= De opdracht =
Schrijf het gedeelte van de tekst over het Wob-verzoek bij de universiteiten letterlijk over, van "Op 24 januari" tot en met "staat Israël propageren’.".

= Leestekst =
§ §
De Nederlandse universiteiten besloten een Wob-verzoek van The Rights Forum deels onbeantwoord te laten. Dit nadat zij het lieten uitlekken naar pro-Israëlische organisaties, die hen er vervolgens mee onder druk zetten. Handelwijze en besluit van de universiteiten zijn onacceptabel.
Op 24 januari diende The Rights Forum op verzoek van Nederlandse studenten en academici een Wob-verzoek in bij 14 Nederlandse universiteiten. Het verzoek beoogt inzicht te verschaffen in de ‘institutionele banden van universiteiten met Israëlische universiteiten, instituties en bedrijven, en met organisaties die steun voor de staat Israël propageren’.
Begin februari zijn het Wob-verzoek en de naam van de indiener vanuit de universiteiten gelekt en in handen gekomen van het Nieuw Israëlietisch Weekblad (NIW). Zich baserend op ‘bronnen’ wist dat op 3 februari te melden wat het Wob-verzoek beoogde en hoe de universiteiten ermee omsprongen. Op 10 februari publiceerde het NIW het integrale document, inclusief persoonlijke gegevens van de indiener. Aansluitend werd het door andere pro-Israëlische lobbyorganisaties en media verder verspreid en gepubliceerd. Het behoeft geen betoog dat het laten uitlekken en publiceren van een Wob-verzoek en persoonlijke gegevens laakbaar is.
Als gevolg van het uitlekken kwam vanuit pro-Israëlische hoek een intimidatiecampagne op gang, waarmee de universiteiten onder druk zijn gezet om het Wob-verzoek naast zich neer te leggen. Daarvoor zijn zij naar het zich laat aanzien gezwicht; over hun banden met pro-Israëlische lobbyorganisaties zeggen zij geen informatie te willen verschaffen.
§ §
= Geëxtraheerde gegevens =
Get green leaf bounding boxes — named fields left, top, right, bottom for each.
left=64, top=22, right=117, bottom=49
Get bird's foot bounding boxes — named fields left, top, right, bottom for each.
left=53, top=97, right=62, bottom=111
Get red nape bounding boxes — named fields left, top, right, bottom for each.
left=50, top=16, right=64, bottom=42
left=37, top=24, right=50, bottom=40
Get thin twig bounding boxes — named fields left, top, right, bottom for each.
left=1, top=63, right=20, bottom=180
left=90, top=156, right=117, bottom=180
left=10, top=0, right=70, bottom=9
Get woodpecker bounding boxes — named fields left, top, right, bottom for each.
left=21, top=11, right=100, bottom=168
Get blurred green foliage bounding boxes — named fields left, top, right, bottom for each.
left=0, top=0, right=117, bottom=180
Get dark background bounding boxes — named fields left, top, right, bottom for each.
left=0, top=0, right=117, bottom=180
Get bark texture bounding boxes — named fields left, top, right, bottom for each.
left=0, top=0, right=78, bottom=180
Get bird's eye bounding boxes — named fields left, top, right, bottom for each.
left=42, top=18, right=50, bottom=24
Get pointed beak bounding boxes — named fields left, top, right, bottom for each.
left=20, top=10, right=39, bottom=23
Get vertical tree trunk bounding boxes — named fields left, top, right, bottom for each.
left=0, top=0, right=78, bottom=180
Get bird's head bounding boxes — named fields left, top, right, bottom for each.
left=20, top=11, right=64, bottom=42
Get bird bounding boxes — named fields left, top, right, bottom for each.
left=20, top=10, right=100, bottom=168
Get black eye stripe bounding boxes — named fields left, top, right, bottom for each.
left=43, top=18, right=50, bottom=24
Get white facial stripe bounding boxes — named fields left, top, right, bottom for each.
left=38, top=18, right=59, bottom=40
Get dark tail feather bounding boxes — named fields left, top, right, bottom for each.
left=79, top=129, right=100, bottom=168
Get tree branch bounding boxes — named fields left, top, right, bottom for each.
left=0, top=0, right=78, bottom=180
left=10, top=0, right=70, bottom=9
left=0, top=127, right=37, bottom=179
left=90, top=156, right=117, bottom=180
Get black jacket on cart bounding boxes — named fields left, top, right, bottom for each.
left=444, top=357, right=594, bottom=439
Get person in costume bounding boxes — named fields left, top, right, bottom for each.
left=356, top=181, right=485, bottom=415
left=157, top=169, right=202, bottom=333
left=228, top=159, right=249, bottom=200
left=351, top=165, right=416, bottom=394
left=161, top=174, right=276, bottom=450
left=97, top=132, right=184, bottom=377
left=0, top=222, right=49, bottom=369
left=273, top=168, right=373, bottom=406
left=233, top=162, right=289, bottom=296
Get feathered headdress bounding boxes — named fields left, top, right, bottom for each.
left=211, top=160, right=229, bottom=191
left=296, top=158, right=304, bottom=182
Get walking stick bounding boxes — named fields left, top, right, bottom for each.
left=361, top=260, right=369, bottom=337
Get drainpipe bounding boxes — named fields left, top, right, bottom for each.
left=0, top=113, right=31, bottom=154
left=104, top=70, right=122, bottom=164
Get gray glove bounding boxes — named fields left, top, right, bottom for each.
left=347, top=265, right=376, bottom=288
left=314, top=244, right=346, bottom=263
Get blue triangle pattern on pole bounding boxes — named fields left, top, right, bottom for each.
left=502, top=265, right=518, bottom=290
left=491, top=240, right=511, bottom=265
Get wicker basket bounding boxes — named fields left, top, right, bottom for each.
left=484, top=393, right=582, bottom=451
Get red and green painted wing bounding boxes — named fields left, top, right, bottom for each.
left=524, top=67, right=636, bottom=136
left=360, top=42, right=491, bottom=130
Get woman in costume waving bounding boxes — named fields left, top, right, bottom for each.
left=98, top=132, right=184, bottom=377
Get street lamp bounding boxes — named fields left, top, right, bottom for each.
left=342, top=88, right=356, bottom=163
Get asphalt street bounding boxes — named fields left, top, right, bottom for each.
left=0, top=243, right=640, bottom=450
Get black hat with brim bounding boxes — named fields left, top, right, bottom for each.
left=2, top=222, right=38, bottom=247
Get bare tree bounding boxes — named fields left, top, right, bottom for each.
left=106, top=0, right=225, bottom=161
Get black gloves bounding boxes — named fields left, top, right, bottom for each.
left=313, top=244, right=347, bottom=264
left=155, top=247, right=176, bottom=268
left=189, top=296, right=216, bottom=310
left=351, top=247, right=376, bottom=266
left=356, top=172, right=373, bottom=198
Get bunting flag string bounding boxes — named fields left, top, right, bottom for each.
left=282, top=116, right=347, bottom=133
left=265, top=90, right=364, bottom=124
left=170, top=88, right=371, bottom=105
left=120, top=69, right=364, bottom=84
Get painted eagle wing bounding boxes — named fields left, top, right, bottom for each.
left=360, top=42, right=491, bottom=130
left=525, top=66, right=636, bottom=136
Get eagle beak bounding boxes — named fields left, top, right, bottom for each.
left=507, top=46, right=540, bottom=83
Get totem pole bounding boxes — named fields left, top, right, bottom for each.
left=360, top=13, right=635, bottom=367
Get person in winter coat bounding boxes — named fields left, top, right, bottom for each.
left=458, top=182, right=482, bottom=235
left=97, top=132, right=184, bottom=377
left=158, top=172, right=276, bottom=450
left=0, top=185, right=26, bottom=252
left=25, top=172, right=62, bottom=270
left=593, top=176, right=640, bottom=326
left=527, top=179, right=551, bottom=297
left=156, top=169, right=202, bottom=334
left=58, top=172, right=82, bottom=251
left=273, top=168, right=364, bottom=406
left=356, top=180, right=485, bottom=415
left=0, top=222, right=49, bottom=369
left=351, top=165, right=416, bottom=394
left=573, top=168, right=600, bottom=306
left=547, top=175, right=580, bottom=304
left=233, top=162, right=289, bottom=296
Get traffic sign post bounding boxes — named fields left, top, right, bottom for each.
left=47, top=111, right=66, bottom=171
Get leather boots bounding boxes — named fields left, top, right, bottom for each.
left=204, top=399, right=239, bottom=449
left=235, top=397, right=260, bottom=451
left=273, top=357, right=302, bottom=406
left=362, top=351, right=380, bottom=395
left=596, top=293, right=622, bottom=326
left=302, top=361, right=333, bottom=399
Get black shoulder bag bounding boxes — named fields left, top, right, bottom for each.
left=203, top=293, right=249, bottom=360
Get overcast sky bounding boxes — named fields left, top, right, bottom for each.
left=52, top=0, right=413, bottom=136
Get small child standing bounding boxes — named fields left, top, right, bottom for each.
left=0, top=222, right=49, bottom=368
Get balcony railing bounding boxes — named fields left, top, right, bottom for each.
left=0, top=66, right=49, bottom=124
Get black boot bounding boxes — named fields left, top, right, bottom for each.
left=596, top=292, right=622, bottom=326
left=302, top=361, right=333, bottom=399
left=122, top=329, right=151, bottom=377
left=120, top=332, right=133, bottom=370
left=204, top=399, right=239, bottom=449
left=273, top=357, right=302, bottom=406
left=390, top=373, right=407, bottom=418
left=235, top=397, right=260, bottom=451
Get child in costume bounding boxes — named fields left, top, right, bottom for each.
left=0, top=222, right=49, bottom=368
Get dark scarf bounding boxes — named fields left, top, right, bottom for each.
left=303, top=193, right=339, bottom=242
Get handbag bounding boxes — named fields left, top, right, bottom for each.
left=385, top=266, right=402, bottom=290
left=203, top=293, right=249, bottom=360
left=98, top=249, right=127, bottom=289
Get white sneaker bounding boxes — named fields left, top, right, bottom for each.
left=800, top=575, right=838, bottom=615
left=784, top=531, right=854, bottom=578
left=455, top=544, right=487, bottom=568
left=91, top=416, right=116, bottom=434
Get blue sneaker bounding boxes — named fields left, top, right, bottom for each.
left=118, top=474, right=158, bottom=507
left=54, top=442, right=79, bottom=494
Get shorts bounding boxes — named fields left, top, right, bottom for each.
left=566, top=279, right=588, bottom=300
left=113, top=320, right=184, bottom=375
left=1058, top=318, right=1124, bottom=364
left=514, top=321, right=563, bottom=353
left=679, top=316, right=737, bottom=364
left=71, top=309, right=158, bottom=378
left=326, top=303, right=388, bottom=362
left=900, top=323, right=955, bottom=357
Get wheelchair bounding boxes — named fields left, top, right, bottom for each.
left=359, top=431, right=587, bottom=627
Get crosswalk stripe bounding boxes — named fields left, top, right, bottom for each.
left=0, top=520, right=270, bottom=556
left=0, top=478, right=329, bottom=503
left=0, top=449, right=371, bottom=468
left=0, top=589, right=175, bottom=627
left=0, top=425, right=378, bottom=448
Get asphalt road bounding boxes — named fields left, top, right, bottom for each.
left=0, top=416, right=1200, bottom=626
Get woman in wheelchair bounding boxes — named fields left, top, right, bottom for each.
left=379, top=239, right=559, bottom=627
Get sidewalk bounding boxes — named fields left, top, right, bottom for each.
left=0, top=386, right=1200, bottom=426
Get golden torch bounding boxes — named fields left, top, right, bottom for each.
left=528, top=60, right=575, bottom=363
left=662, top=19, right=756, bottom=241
§ §
= Het resultaat =
Op 24 januari diende The Rights Forum op verzoek van Nederlandse studenten en academici een Wob-verzoek in bij 14 Nederlandse universiteiten. Het verzoek beoogt inzicht te verschaffen in de ‘institutionele banden van universiteiten met Israëlische universiteiten, instituties en bedrijven, en met organisaties die steun voor de staat Israël propageren’.